[Task details] State how many lines of the entries below contain the word "white". Reply with the number alone.

[Materials provided]
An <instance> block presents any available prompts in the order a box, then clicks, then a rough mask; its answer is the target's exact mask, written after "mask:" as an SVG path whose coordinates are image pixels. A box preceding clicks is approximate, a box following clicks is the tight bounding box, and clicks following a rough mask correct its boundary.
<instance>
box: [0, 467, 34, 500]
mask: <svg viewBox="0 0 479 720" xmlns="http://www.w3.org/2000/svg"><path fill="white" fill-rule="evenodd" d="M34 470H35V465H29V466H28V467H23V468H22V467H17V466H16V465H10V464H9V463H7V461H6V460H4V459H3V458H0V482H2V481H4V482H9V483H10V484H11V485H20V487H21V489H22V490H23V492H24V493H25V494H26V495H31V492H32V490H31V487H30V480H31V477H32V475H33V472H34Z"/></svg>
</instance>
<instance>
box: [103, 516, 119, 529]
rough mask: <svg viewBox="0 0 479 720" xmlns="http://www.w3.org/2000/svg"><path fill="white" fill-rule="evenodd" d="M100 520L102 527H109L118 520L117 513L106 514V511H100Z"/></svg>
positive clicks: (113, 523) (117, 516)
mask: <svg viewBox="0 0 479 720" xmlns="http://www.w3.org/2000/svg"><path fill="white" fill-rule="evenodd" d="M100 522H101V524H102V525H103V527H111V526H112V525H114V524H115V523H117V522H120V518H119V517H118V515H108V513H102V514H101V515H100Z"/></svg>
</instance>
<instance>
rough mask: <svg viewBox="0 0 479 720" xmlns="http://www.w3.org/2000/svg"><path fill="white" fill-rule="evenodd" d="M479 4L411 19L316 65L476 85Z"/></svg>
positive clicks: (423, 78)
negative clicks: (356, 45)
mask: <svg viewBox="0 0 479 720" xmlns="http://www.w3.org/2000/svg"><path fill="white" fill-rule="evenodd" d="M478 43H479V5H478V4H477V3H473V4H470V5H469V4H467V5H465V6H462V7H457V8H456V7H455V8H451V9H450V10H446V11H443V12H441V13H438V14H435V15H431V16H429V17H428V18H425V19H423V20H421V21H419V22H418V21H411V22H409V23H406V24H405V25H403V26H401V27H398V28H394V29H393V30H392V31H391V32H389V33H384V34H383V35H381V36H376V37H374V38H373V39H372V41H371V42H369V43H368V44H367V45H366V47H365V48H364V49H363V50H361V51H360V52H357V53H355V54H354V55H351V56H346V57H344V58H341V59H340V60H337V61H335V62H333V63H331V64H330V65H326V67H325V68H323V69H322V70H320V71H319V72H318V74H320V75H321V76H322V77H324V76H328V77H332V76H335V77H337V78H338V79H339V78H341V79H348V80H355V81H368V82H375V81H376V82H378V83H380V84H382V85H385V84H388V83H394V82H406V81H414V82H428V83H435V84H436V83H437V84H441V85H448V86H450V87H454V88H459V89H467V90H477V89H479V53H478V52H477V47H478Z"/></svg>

[Solution to the problem] 5